▸ Passage extrait:
--------------------------------------------------

La semaine dernière, je suis allée voir l'exposition "Textile Tales of Pua Kumbu - The Sacred Journey", qui se tient durant un mois dans la galerie d'art de l'Université de Malaya (là où les garçons jouent au rugby tous les dimanches).


Nous n'étions que 2 à profiter de la visite guidée par Dr Welyne Jeffrey Jehom, maître de conférence en anthropologie dans cette université. Cette jeune femme née à Sarawak et épouse d'un Français consacre ses travaux de recherche au développement et à la mise en valeur du travail de tissage effectué par une communauté du peuple Iban. C'est elle qui pour la 2ème année consécutive met sur pied cette exposition.

Quelques éclaircissements :

Qui est le peuple Iban ?

Les Ibans sont une ethnie de l'île de Bornéo, aujourd'hui concentrée dans l'Etat du Sarawak. Leur population est estimée à 600 000 personnes. Les Ibans sont réputés pour leurs tissages traditionnels, l'Ikat.

Qu'est-ce que l'Ikat ?

L’Ikat (de l'indonésien ikat, « attacher, nouer ») est un procédé de teinture et de tissage dans lequel le dessin est créé en teignant d'abord le fil de trame, ou le fil de chaîne, de toutes les couleurs qui vont y figurer, à des intervalles très précis, de sorte qu'au moment du tissage les éléments du dessin se créent par la juxtaposition des parties du fil de la couleur appropriée (par exemple, cinq ou six points jaunes de deux millimètres, à un mètre de distance l'un de l'autre sur la longueur du fil, viennent l'un au-dessus de l'autre au moment du tissage pour former l'œil d'un oiseau, et ainsi de suite pour chaque élément du dessin). En teignant le fil, les parties qu'on veut préserver d'une certaine couleur de teinture sont cachées par un fil qu'on noue sur le fil de la trame. On plonge ensuite le fil dans la teinture. On recommence pour les autres teintes. Par extension, le mot désigne également le tissu qui en résulte. La technique de l'Ikat est utilisée en Indonésie, mais aussi en Amérique Centrale et du Sud.

Et le "Pua Kumbu" en particulier ?

Le Pua Kumbu est un tissu de coton multicolore cérémoniel, à motifs traditionnels, utilisé par les Ibans. "Pua" signifie "couverture" et "kumbu" signifie "recouvrir". Porté lors des rituels, il sert à la fois de protection, de décoration, de séparation. Sa taille standard est 2,40 x 1,20 m.

Les tisseurs Ibans n'utilisent que des ingrédients naturels pour teindre leurs fils : telle feuille pour obtenir un bleu-gris, telle autre pour un rouge brique, un bois particulier pour le jaune. Il est difficile de savoir comment s'est transmise cette technique au fil des années, car les Ibans n'ont que des traditions orales.

Les motifs tissés ont une signification bien précise, qui s'explique via la dimension sacrée des croyances de ce peuple.

--------------------------------------------------

▸ Données du corpus:

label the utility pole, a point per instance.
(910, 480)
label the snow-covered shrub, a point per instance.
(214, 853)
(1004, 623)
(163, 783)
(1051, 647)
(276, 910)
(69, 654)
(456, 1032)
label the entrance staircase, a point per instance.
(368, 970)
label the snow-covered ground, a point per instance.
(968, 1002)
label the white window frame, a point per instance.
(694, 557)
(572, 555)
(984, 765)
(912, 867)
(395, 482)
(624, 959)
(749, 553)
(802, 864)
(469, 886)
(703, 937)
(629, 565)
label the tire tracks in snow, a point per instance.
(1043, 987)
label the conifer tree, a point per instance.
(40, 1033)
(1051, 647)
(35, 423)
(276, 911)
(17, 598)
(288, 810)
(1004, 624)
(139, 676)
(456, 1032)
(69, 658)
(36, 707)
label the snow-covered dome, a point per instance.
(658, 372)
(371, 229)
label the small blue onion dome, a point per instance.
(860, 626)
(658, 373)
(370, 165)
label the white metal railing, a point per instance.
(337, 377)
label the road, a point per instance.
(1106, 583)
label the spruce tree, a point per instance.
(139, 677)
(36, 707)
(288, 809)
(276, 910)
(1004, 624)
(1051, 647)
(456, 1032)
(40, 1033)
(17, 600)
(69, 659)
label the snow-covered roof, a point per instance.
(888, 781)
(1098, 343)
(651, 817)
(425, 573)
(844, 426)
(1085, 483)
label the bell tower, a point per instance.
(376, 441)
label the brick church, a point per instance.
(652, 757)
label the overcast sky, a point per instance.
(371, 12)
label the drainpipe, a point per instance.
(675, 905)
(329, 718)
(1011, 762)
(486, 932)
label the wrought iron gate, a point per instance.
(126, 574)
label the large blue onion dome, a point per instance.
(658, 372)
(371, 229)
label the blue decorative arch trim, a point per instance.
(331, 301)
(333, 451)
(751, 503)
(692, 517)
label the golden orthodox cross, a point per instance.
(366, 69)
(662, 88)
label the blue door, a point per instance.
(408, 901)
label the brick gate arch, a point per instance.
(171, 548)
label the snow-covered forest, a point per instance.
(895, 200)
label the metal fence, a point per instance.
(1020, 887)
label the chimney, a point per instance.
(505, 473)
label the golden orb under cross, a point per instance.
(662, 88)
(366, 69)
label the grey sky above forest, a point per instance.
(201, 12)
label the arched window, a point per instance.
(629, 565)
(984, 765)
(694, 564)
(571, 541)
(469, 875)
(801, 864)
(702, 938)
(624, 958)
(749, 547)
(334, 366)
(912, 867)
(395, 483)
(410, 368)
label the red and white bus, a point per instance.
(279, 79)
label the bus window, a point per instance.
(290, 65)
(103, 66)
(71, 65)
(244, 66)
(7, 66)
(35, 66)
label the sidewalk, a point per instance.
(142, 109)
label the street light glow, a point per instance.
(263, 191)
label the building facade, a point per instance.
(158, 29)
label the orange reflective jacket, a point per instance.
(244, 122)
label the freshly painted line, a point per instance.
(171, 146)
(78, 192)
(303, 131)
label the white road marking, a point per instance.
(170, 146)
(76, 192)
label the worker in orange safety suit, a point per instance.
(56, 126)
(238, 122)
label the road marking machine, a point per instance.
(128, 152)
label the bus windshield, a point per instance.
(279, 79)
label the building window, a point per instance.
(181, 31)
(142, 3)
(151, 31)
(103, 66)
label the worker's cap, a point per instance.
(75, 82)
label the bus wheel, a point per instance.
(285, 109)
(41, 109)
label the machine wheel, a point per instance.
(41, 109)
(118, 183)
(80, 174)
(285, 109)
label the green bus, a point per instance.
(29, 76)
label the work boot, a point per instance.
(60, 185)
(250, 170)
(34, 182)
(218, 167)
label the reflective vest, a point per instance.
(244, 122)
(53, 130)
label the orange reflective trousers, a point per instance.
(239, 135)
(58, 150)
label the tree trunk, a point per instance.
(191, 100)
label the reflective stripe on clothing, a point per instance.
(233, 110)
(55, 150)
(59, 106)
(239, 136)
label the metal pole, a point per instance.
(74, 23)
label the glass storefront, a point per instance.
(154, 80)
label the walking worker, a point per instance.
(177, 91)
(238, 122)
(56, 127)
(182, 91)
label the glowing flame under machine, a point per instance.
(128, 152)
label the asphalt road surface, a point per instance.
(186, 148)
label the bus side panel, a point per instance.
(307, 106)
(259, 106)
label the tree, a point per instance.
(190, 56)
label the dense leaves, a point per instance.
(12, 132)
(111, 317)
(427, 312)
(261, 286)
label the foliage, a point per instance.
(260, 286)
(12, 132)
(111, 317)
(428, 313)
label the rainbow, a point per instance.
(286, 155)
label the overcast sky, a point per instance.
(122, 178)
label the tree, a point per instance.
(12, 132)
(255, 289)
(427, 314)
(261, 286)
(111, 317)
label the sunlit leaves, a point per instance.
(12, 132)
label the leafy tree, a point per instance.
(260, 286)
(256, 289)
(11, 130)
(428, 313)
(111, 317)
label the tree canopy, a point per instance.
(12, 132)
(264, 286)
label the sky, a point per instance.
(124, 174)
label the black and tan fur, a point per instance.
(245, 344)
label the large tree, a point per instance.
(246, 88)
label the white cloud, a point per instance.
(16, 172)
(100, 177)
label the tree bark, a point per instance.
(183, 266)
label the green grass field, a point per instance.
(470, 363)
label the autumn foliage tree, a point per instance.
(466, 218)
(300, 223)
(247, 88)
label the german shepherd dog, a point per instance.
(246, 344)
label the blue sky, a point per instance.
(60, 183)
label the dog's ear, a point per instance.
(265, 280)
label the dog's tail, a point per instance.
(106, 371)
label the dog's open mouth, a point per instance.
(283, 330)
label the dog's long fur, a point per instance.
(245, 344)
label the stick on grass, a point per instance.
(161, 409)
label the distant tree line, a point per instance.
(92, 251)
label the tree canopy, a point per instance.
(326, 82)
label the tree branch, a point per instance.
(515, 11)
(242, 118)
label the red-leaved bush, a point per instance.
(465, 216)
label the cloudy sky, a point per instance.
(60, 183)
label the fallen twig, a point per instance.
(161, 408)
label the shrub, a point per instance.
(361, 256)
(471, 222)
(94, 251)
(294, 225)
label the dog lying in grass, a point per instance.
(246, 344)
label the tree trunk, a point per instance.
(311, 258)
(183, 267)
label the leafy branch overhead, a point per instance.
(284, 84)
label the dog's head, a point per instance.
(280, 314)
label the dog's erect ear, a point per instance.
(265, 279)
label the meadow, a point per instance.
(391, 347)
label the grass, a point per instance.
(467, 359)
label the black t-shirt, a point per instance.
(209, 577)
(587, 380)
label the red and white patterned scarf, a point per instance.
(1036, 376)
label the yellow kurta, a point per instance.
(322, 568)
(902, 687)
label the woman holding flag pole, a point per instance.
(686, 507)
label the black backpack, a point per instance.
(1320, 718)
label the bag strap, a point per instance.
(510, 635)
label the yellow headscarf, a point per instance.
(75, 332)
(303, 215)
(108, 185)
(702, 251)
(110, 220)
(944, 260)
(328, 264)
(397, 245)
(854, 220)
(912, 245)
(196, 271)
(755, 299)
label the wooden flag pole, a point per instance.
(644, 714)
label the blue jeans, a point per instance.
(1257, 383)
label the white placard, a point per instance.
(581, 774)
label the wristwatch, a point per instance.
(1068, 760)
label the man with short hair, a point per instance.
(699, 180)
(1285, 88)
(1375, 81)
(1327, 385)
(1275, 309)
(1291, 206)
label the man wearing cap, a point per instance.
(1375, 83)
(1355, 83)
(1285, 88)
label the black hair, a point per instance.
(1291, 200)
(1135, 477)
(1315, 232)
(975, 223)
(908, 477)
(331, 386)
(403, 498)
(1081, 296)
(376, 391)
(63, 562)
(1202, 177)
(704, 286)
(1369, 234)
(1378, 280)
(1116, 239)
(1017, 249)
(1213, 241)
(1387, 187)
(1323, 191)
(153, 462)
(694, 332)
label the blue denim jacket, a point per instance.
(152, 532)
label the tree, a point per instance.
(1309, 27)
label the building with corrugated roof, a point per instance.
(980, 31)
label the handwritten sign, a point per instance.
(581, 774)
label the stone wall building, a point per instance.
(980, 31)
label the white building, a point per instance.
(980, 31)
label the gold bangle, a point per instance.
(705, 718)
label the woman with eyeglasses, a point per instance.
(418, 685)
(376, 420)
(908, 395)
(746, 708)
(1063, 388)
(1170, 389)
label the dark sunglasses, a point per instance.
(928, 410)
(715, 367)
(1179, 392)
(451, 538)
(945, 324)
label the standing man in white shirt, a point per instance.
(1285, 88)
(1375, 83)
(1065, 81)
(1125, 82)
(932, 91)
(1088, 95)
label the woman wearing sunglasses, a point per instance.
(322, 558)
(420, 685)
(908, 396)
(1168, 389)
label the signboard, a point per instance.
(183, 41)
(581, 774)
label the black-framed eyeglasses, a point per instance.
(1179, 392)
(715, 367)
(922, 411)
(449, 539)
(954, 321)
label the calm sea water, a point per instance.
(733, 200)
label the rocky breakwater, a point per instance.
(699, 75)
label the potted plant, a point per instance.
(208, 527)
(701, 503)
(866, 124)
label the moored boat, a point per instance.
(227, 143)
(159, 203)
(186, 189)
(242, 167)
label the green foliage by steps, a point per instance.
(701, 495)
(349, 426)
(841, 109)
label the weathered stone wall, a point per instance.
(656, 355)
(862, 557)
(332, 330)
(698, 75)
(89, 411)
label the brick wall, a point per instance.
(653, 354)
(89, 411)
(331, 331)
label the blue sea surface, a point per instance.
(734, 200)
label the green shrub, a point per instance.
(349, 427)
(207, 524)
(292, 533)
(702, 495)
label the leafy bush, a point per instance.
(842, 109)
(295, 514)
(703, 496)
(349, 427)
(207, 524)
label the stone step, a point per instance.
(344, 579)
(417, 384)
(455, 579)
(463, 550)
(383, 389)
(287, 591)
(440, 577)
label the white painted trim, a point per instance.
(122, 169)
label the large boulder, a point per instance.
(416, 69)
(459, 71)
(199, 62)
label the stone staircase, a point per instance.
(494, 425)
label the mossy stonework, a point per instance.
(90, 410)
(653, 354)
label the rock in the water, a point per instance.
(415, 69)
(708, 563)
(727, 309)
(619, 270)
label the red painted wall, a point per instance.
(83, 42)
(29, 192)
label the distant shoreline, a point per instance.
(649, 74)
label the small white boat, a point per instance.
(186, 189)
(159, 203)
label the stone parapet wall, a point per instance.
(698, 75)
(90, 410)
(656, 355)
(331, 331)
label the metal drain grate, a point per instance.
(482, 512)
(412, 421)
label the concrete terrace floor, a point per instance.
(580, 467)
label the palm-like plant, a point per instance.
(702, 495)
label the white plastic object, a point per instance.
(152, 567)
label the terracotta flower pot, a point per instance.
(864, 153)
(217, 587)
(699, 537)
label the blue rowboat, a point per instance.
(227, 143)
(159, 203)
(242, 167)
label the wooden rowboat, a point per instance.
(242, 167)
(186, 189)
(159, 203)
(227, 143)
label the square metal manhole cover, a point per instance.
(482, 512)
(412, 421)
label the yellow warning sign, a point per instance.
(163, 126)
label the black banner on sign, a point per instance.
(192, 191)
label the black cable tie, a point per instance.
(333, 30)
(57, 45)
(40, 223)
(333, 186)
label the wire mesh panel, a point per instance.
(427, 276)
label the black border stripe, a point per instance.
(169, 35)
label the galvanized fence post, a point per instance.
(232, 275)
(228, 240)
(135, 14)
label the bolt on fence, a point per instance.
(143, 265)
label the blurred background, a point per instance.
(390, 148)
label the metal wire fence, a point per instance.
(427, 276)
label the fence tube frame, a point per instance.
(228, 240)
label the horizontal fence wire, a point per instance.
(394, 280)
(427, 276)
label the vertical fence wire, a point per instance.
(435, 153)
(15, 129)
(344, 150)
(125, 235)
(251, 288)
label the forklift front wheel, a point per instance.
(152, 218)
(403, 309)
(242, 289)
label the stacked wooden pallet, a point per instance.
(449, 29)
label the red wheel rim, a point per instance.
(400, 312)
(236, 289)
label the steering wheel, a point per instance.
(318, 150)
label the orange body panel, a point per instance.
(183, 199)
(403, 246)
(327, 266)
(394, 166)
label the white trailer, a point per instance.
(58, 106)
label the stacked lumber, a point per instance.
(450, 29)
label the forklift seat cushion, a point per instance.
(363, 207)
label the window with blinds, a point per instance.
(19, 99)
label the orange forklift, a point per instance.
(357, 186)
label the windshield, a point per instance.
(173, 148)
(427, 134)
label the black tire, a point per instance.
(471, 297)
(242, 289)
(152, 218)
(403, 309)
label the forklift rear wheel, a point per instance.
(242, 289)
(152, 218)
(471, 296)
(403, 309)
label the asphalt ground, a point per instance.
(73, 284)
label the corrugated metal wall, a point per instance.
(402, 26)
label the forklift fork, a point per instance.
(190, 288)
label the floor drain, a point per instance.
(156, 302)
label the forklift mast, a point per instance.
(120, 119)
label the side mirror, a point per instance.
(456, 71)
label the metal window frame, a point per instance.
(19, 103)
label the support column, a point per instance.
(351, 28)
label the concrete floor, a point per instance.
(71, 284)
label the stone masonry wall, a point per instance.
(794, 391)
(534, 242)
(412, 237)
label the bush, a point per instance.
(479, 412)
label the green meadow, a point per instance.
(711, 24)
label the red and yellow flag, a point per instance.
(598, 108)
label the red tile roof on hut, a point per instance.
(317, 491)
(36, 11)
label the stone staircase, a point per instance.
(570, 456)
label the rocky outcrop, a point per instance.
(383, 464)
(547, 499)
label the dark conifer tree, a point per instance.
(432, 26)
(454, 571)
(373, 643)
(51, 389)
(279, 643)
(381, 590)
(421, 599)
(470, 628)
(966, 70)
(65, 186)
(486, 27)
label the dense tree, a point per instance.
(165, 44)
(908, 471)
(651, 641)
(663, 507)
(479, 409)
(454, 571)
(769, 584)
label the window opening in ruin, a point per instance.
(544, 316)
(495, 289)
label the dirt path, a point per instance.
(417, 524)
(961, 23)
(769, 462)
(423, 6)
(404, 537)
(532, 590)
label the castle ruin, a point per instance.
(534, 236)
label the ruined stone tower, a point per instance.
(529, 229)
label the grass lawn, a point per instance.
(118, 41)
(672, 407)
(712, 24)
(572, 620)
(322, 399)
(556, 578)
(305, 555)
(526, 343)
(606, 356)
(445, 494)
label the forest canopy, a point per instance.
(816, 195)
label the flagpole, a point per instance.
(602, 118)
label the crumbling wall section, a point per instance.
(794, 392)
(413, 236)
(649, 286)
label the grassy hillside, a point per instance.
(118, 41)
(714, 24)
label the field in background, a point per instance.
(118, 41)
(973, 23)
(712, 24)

--------------------------------------------------

▸ Consignes:
1. Quelle est la taille standard du tissu décrit dans le passage sur le Pua Kumbu ?
2. Pouvez-vous traduire en anglais cette phrase du passage sur le Pua Kumbu : « Les Ibans sont réputés pour leurs tissages traditionnels, l'Ikat. » ?
3. Pouvez-vous poursuivre le passage sur le Pua Kumbu à partir de sa dernière phrase ?
Les items constituent un matériau distinct du passage sur le Pua Kumbu.

▸ Réponses attendues:
1. Sa taille standard est de 2,40 x 1,20 m.

2. The Iban are renowned for their traditional weavings, Ikat.

3.
En effet,  chaque communauté Iban, regroupée dans une "long house" où vit une vingtaine de familles, possède sa "weaver's mastress", c'est-à-dire une femme responsable du travail des tisseurs. Cette femme est choisie en fonction de ses "pouvoirs" à communiquer avec les dieux. Les dieux lui parlent dans ses rêves, et au matin elle sait exactement ce qu'elle doit tisser de façon stylisée : un crocodile, un singe, un chasseur, chacun illustrant une histoire racontée par les dieux dans son sommeil.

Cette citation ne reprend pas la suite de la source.